Image point grounding data:
▶
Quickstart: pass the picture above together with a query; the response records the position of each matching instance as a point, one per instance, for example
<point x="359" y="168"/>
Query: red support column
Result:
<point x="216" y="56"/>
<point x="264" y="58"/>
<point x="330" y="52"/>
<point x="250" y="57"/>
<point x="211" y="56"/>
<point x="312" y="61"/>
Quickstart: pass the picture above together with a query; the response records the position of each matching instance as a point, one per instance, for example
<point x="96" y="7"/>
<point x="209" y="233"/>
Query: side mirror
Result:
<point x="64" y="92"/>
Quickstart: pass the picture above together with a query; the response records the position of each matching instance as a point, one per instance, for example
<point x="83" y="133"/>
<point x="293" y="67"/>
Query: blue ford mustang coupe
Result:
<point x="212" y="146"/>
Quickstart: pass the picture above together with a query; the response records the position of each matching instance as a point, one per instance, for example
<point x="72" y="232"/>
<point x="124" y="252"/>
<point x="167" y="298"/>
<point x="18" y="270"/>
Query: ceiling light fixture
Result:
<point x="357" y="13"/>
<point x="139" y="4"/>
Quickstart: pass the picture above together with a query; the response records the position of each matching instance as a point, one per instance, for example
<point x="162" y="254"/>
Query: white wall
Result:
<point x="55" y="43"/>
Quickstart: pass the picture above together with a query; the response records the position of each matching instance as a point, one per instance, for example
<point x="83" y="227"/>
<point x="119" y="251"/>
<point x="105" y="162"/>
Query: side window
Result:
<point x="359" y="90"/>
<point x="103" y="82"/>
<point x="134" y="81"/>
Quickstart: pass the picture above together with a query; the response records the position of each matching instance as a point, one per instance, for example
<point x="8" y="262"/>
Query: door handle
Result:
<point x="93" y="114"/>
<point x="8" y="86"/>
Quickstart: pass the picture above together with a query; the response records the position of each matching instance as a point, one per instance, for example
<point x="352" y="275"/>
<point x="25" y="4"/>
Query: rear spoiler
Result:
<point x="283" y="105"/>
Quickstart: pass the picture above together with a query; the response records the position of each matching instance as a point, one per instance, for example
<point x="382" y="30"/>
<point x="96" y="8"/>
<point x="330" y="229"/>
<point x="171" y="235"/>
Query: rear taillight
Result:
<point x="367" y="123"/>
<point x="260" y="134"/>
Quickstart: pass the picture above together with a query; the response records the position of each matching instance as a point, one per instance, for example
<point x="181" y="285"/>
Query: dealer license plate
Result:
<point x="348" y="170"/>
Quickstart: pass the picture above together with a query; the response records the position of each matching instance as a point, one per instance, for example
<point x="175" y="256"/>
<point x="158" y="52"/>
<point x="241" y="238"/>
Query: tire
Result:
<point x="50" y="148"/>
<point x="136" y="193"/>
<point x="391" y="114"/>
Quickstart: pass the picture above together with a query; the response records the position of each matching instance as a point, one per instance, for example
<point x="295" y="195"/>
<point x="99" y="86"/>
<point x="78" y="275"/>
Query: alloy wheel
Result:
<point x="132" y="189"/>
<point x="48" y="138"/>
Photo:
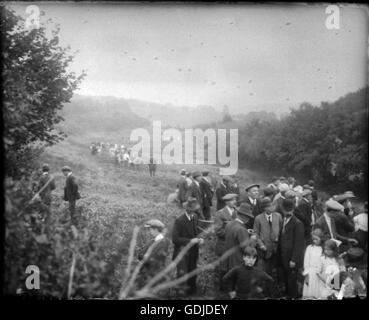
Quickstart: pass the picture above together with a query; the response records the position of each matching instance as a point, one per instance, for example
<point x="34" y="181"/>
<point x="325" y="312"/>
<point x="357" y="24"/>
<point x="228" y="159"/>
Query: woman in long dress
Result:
<point x="312" y="266"/>
<point x="331" y="266"/>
◀
Check every line of the entries above, and copy those that carry the string "side".

*SOLUTION FOR THIS EXERCISE*.
Query: side mirror
Query: side window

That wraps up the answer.